*** Block opens ***

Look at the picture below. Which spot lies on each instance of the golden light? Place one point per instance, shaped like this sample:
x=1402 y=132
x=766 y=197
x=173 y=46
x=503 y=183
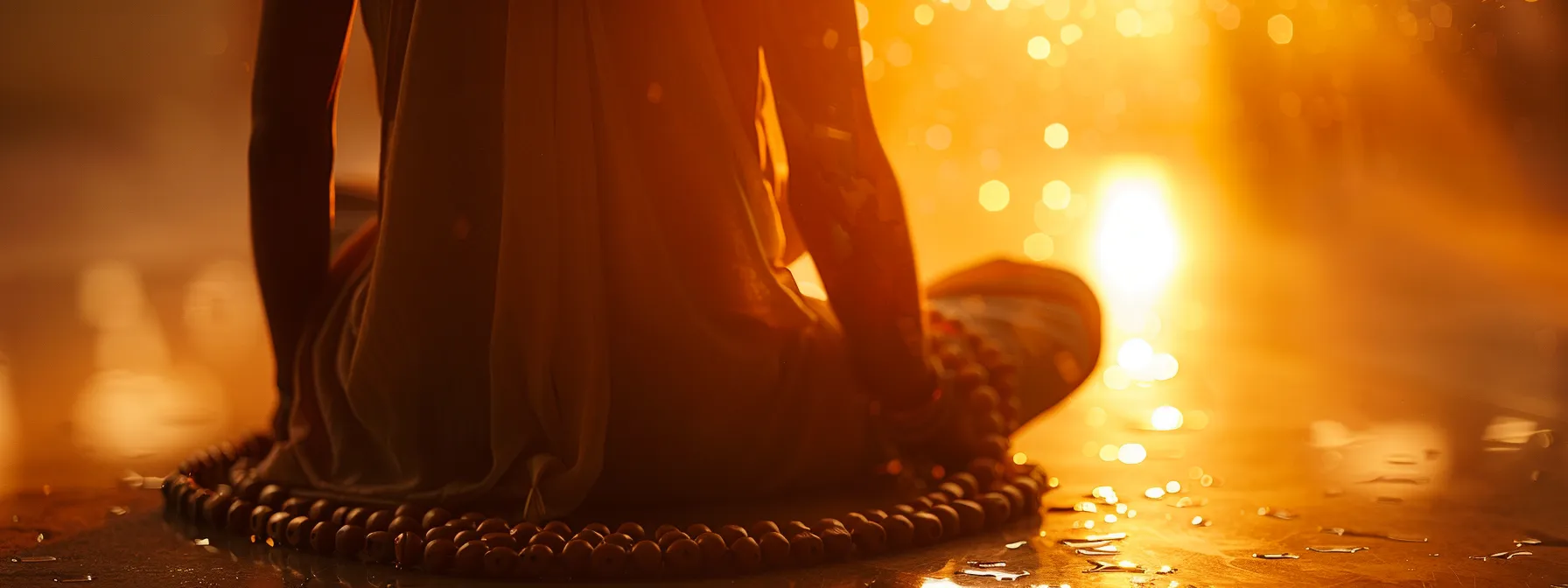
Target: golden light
x=1136 y=247
x=1071 y=33
x=1039 y=247
x=1039 y=47
x=995 y=196
x=1130 y=22
x=938 y=136
x=1055 y=195
x=1057 y=136
x=1057 y=10
x=1166 y=419
x=1281 y=29
x=1132 y=453
x=1136 y=354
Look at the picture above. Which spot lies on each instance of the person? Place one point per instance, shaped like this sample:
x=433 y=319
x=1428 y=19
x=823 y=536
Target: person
x=578 y=283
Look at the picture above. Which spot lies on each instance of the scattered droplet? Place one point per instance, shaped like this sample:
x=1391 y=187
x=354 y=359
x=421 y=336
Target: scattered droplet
x=1277 y=556
x=1114 y=566
x=1336 y=550
x=998 y=574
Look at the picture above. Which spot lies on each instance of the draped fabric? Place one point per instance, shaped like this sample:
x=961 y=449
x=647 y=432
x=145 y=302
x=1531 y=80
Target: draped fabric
x=579 y=269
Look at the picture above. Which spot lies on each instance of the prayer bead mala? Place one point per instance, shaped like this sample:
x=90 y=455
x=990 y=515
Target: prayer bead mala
x=987 y=493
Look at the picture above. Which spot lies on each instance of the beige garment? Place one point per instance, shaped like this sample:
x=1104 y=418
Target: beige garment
x=578 y=286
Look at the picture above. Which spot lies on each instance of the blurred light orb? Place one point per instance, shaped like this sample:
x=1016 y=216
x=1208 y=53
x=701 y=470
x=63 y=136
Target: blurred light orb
x=1039 y=247
x=1039 y=47
x=1055 y=195
x=938 y=136
x=1132 y=453
x=995 y=196
x=1136 y=354
x=1057 y=10
x=1166 y=419
x=1281 y=29
x=1130 y=22
x=1057 y=136
x=1071 y=33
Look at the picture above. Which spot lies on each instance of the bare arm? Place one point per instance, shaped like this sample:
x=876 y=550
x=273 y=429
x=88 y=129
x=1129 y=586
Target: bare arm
x=294 y=104
x=845 y=198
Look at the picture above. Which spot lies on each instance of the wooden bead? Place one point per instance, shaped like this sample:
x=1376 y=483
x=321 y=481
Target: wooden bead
x=380 y=521
x=536 y=562
x=441 y=534
x=590 y=535
x=410 y=550
x=500 y=540
x=971 y=516
x=837 y=542
x=716 y=554
x=648 y=560
x=439 y=556
x=927 y=528
x=731 y=534
x=278 y=528
x=471 y=558
x=823 y=524
x=609 y=560
x=746 y=554
x=493 y=526
x=998 y=508
x=696 y=530
x=297 y=507
x=358 y=516
x=900 y=532
x=324 y=536
x=633 y=530
x=339 y=516
x=382 y=546
x=241 y=518
x=259 y=518
x=806 y=550
x=322 y=510
x=1015 y=499
x=668 y=538
x=949 y=518
x=466 y=536
x=762 y=528
x=437 y=518
x=500 y=562
x=271 y=496
x=626 y=542
x=869 y=538
x=682 y=557
x=775 y=550
x=558 y=528
x=550 y=540
x=350 y=540
x=578 y=557
x=298 y=532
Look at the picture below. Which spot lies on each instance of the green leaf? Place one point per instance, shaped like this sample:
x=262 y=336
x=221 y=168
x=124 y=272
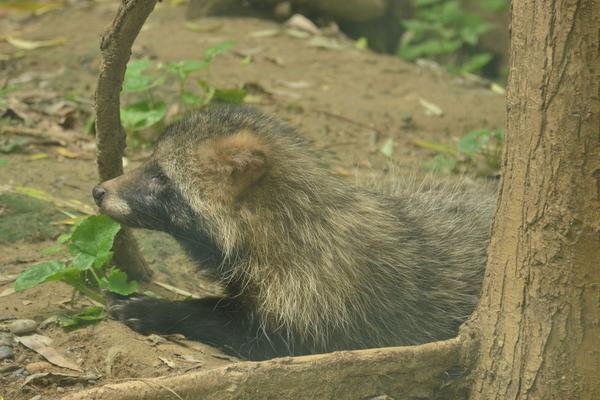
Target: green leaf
x=183 y=69
x=64 y=238
x=493 y=5
x=92 y=240
x=217 y=49
x=38 y=274
x=142 y=115
x=441 y=164
x=48 y=251
x=116 y=282
x=87 y=316
x=135 y=67
x=233 y=96
x=476 y=62
x=12 y=145
x=474 y=141
x=191 y=99
x=429 y=48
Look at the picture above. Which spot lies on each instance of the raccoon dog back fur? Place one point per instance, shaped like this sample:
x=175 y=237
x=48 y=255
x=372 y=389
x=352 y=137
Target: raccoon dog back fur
x=309 y=263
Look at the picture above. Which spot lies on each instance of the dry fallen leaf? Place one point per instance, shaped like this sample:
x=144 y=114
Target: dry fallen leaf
x=24 y=44
x=41 y=345
x=430 y=108
x=168 y=362
x=302 y=23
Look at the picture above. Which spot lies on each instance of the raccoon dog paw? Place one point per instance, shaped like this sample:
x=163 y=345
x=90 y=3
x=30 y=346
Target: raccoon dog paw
x=140 y=313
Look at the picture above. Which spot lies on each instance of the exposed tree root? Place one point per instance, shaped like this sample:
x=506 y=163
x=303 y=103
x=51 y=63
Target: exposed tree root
x=415 y=372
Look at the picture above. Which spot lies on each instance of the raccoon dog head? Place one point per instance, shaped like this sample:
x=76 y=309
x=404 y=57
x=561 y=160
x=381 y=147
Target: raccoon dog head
x=200 y=172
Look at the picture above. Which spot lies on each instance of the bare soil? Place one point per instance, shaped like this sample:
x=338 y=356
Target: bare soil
x=347 y=101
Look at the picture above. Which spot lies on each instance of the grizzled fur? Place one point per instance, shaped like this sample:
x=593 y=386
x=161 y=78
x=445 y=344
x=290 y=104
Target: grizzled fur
x=309 y=263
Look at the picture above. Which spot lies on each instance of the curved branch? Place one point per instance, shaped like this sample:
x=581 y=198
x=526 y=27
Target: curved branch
x=110 y=136
x=399 y=372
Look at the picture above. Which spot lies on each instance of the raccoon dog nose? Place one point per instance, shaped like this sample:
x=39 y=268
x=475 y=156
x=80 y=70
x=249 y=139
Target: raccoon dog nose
x=98 y=193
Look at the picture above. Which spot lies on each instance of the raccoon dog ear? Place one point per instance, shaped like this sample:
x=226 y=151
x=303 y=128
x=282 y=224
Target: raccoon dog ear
x=243 y=159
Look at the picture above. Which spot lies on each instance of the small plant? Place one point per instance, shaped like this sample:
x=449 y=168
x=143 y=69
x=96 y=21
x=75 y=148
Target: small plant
x=89 y=271
x=479 y=150
x=149 y=111
x=444 y=31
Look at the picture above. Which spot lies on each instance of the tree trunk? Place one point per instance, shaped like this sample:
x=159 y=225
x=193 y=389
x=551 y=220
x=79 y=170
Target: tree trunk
x=110 y=136
x=539 y=316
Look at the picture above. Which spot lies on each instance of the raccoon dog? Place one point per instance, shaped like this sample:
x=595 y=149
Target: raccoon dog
x=308 y=262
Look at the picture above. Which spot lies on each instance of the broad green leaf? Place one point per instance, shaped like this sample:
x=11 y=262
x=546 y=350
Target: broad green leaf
x=191 y=99
x=182 y=69
x=64 y=238
x=234 y=95
x=476 y=62
x=48 y=251
x=87 y=316
x=11 y=145
x=217 y=49
x=474 y=141
x=38 y=274
x=136 y=81
x=92 y=240
x=142 y=115
x=116 y=282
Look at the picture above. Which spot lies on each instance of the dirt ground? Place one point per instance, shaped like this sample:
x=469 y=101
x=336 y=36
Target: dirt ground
x=349 y=102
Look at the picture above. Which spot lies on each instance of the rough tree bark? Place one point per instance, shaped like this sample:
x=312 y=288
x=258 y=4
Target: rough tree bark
x=539 y=316
x=110 y=136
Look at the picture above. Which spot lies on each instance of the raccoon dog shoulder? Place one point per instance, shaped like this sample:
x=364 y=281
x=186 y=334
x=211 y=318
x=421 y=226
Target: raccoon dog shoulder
x=309 y=263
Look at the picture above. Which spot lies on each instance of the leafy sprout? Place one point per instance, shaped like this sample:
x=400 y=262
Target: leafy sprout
x=90 y=268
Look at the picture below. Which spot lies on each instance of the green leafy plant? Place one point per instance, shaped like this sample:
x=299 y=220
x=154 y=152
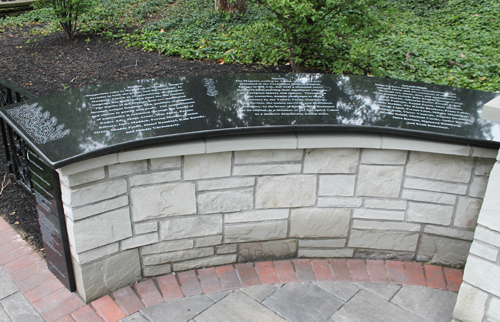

*** Block closes ***

TASK INSTRUCTIONS
In the listing above, how many of the lines contain the string "below"? Respond with the number alone.

OUTPUT OF THE TASK
3